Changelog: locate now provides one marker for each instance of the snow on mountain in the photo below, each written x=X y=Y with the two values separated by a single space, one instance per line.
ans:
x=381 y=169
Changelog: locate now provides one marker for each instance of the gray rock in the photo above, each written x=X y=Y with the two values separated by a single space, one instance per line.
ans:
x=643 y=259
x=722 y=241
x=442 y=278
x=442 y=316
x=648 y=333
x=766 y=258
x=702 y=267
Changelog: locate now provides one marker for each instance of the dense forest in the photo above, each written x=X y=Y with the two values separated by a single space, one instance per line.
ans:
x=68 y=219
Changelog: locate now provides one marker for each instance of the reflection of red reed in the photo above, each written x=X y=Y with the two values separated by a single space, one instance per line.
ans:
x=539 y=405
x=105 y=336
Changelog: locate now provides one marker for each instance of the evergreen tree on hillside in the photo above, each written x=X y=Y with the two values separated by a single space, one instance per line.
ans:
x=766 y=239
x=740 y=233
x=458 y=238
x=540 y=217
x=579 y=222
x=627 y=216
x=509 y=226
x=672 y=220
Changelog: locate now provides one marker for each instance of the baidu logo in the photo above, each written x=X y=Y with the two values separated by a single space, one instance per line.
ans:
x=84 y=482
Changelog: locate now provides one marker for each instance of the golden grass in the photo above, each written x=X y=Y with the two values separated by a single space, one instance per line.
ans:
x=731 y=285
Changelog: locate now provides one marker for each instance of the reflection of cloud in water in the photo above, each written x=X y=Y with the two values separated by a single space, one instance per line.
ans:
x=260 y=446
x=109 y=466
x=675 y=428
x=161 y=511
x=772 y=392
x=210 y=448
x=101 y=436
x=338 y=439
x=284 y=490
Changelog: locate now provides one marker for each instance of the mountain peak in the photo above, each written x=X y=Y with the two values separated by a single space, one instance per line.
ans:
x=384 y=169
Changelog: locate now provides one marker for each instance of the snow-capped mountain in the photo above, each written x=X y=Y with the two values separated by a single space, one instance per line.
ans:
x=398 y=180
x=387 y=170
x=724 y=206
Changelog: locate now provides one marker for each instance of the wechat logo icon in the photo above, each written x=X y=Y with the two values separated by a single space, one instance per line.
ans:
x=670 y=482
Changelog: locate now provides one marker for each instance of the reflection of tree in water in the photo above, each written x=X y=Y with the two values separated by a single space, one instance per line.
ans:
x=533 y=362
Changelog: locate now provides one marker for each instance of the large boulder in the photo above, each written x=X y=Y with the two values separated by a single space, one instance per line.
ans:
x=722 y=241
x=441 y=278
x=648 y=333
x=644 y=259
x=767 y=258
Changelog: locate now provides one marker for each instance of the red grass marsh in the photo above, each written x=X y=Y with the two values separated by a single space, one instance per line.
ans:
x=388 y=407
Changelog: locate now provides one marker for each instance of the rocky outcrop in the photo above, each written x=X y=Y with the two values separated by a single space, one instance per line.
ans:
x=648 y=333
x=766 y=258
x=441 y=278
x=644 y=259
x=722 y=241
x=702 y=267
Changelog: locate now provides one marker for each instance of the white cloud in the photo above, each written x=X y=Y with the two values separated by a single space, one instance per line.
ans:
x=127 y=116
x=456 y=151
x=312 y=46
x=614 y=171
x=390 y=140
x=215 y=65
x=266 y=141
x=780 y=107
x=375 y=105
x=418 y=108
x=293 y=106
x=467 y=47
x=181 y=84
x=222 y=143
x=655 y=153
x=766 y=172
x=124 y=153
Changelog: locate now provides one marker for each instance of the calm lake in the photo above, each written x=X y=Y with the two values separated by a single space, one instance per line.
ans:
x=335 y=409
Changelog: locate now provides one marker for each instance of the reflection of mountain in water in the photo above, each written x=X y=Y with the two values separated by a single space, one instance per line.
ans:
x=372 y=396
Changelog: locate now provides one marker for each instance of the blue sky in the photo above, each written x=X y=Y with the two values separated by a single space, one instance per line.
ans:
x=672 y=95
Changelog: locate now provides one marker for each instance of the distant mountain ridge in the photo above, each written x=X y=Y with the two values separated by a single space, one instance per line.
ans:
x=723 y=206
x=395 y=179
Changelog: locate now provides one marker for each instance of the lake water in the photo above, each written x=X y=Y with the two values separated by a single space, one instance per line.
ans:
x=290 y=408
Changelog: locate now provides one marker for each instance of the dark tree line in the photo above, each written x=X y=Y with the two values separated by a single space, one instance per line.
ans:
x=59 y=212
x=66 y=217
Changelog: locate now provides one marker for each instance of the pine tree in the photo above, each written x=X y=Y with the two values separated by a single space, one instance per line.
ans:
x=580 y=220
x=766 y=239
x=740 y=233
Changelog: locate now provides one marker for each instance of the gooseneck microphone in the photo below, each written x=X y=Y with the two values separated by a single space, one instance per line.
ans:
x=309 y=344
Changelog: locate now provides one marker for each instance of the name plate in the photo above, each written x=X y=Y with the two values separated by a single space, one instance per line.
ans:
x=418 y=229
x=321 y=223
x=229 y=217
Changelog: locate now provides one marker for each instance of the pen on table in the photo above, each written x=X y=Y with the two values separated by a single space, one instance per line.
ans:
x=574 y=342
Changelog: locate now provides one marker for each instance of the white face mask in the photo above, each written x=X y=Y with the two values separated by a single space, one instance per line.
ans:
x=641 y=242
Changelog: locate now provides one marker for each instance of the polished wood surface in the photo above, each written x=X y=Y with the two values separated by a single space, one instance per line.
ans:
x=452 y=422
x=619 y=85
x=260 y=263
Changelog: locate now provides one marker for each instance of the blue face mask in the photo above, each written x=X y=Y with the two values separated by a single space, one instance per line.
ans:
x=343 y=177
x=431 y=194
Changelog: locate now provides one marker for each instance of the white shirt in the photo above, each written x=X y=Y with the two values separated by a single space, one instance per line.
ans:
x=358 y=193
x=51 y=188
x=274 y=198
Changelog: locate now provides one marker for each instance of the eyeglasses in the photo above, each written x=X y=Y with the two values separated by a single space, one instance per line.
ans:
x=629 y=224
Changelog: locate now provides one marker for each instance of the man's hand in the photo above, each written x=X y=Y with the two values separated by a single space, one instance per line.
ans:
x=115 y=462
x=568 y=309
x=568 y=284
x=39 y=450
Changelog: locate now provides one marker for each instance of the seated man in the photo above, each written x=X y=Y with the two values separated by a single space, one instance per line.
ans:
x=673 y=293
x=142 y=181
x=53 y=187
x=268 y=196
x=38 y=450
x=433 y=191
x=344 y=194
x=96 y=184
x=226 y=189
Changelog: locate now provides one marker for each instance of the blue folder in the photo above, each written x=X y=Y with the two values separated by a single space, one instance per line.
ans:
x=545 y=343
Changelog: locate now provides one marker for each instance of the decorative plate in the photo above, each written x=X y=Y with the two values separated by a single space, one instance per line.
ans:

* **Task prompt**:
Each line of the material above is to be retyped verbatim.

* **Answer box**:
Changelog: locate now provides one marker for each instance of the snow on mountain in the photo below, each written x=X y=Y with the two values separated by a single space, one instance per line.
ans:
x=381 y=169
Changelog: locate now provides one marker for each instance of the gray rock in the photo above, each written x=X y=Y with the two values separated by a single space, one instance per line.
ans:
x=643 y=259
x=722 y=241
x=442 y=278
x=442 y=316
x=648 y=333
x=766 y=258
x=702 y=267
Changelog: locate now provides one marker for each instance of the dense forest in the photo above, each written x=X y=Y with the two values separated by a single space, one instance per line.
ans:
x=68 y=219
Changelog: locate now provides one marker for each instance of the reflection of red reed in the photo above, each written x=X y=Y with the two values separated by a single space, one instance per line.
ans:
x=539 y=405
x=105 y=336
Changelog: locate now provides one marker for each instance of the evergreen tree on hillside in the photo above, each written x=X y=Y with the two values separated by a single space, one instance per line.
ans:
x=766 y=239
x=740 y=233
x=458 y=238
x=540 y=217
x=579 y=222
x=627 y=216
x=509 y=226
x=672 y=220
Changelog: locate now provides one marker for each instance of the baidu logo in the photo above, each written x=X y=Y with the two values separated by a single space, one instance per line.
ans:
x=84 y=482
Changelog: locate now provides one marker for each instance of the golden grass in the photo above, each written x=X y=Y with the two values separated by a single space, one instance per line.
ans:
x=731 y=285
Changelog: locate now provides one marker for each instance of the reflection of cloud in water in the photo above, each written x=X y=Y with the two values separated by a single space, one instance per line.
ans:
x=260 y=446
x=109 y=466
x=675 y=428
x=161 y=511
x=772 y=392
x=210 y=448
x=101 y=436
x=338 y=439
x=284 y=490
Changelog: locate now provides one marker for each instance of the mountain peak in the photo above, each written x=X y=Y with the two values separated by a single space, one instance per line.
ans:
x=384 y=169
Changelog: locate now provides one marker for each instance of the snow-capped mountain in the photo above, each written x=X y=Y with the two values separated by a single space, one instance per line.
ans:
x=398 y=180
x=387 y=170
x=724 y=206
Changelog: locate now provides one marker for each instance of the wechat logo icon in the photo above, each written x=X y=Y with the two values separated by a single space, one instance per line.
ans:
x=670 y=482
Changelog: locate now provides one marker for each instance of the reflection of tree in water in the photo above, each written x=X y=Y with the two values separated by a single space, one instance per line.
ans:
x=533 y=362
Changelog: locate now provides one marker for each instance of the large boulder in the photo above, each written x=X y=Y with the two values separated by a single space, one instance per line.
ans:
x=722 y=241
x=441 y=278
x=648 y=333
x=644 y=259
x=767 y=258
Changelog: locate now provides one marker for each instance of the red grass marsh in the photo above, each written x=X y=Y with the two values separated by a single space, one instance per line.
ans:
x=388 y=407
Changelog: locate now provides one marker for each instance of the rocky outcrop in the photo above, each written x=X y=Y with the two values separated by a single space, one instance per line.
ans:
x=648 y=333
x=766 y=258
x=441 y=278
x=644 y=259
x=722 y=241
x=702 y=267
Changelog: locate now provides one marker for each instance of the white cloud in the photo above, each written x=X y=Y with the two values separated by a single space, one instance per line.
ans:
x=127 y=116
x=456 y=151
x=312 y=46
x=614 y=171
x=390 y=140
x=215 y=65
x=266 y=141
x=780 y=107
x=375 y=105
x=418 y=108
x=293 y=106
x=467 y=47
x=181 y=84
x=222 y=143
x=655 y=153
x=766 y=172
x=124 y=153
Changelog: locate now provides one marker for each instance of the calm lake in the photo above, each written x=X y=Y with the two values separated by a single space, one instance per line.
ans:
x=335 y=409
Changelog: locate now provides one marker for each instance of the reflection of mountain in water in the photo above, each written x=X y=Y with the two values separated by a single space, one instance per line.
ans:
x=372 y=396
Changelog: locate now provides one marker for each instance of the blue sky in the photo above, each written x=X y=Y with the two values separated by a single space, one instance per line.
ans:
x=672 y=95
Changelog: locate now provides one marker for each instance of the distant mountain ridge in the photo above, each written x=X y=Y with the two values separated by a single space, one instance per line.
ans:
x=723 y=206
x=395 y=179
Changelog: locate now provides one marker for each instance of the lake water in the photo above, each written x=X y=Y with the two values separated by a single space, one instance per line.
ans:
x=290 y=408
Changelog: locate now provides one marker for each instance of the dark tree line in the photo above, each written x=X y=Y with the two values separated by a single space, one instance per line.
ans:
x=59 y=212
x=66 y=217
Changelog: locate now provides one marker for each instance of the pine tree in the photo above, each written x=X y=Y with the two values separated by a single space, one instance per line.
ans:
x=580 y=220
x=766 y=239
x=740 y=233
Changelog: locate now provides one marker for each instance of the gooseneck microphone in the photo below, each written x=X y=Y with the two values separated by a single space, one instance per line.
ans:
x=309 y=344
Changelog: locate now provides one marker for each instance of the name plate in the photo above, each written x=X y=Y with the two values separated by a single space, one instance per line.
ans:
x=418 y=229
x=321 y=223
x=229 y=217
Changelog: locate now provides one marker for each instance of the pen on table in the photo above, each written x=X y=Y with the two values separated by a single space, one instance per line.
ans:
x=574 y=342
Changelog: locate now provides one marker for each instance of the white face mask in the photo above, each written x=X y=Y with the two values separated by a single space, one instance per line.
ans:
x=641 y=242
Changelog: locate now provides one marker for each instance of the polished wood surface in the photo above, each written x=X y=Y with the two values separated by a single space, one instance per line.
ans:
x=452 y=422
x=619 y=85
x=260 y=263
Changelog: locate now provides one marker for each instance of the blue face mask in the photo above, each written x=X y=Y with the two values separated by a single space, one instance per line.
ans:
x=343 y=177
x=431 y=194
Changelog: locate now provides one marker for each instance of the white shirt in the photo above, each written x=X y=Y with the two values separated by a single space, one instance per line.
ans:
x=358 y=193
x=51 y=188
x=274 y=198
Changelog: locate now provides one marker for each instance of the eyeglasses in the photo above, each written x=X y=Y with the two values separated by a single space, one instance per line.
ans:
x=629 y=224
Changelog: locate now provides one marker for each instance of the man's hand in the photo above, each written x=X y=Y with the two values separated by a single space, one instance per line.
ans:
x=115 y=462
x=568 y=309
x=568 y=284
x=39 y=450
Changelog: locate now provides one marker for each instance of the seated man in the photo above, each written x=X y=Y with the two values separated by a single space, one instance per line.
ans:
x=673 y=293
x=142 y=181
x=53 y=187
x=268 y=196
x=38 y=450
x=433 y=191
x=344 y=194
x=96 y=184
x=226 y=189
Changelog: locate now provides one marker for each instance of the blue folder in the photo above, each written x=X y=Y with the two values separated by a single space, one instance per line.
ans:
x=545 y=343
Changelog: locate now provides one marker for each instance of the decorative plate in the photo above, each written x=X y=Y with the two values separated by a single space, one instance per line.
ans:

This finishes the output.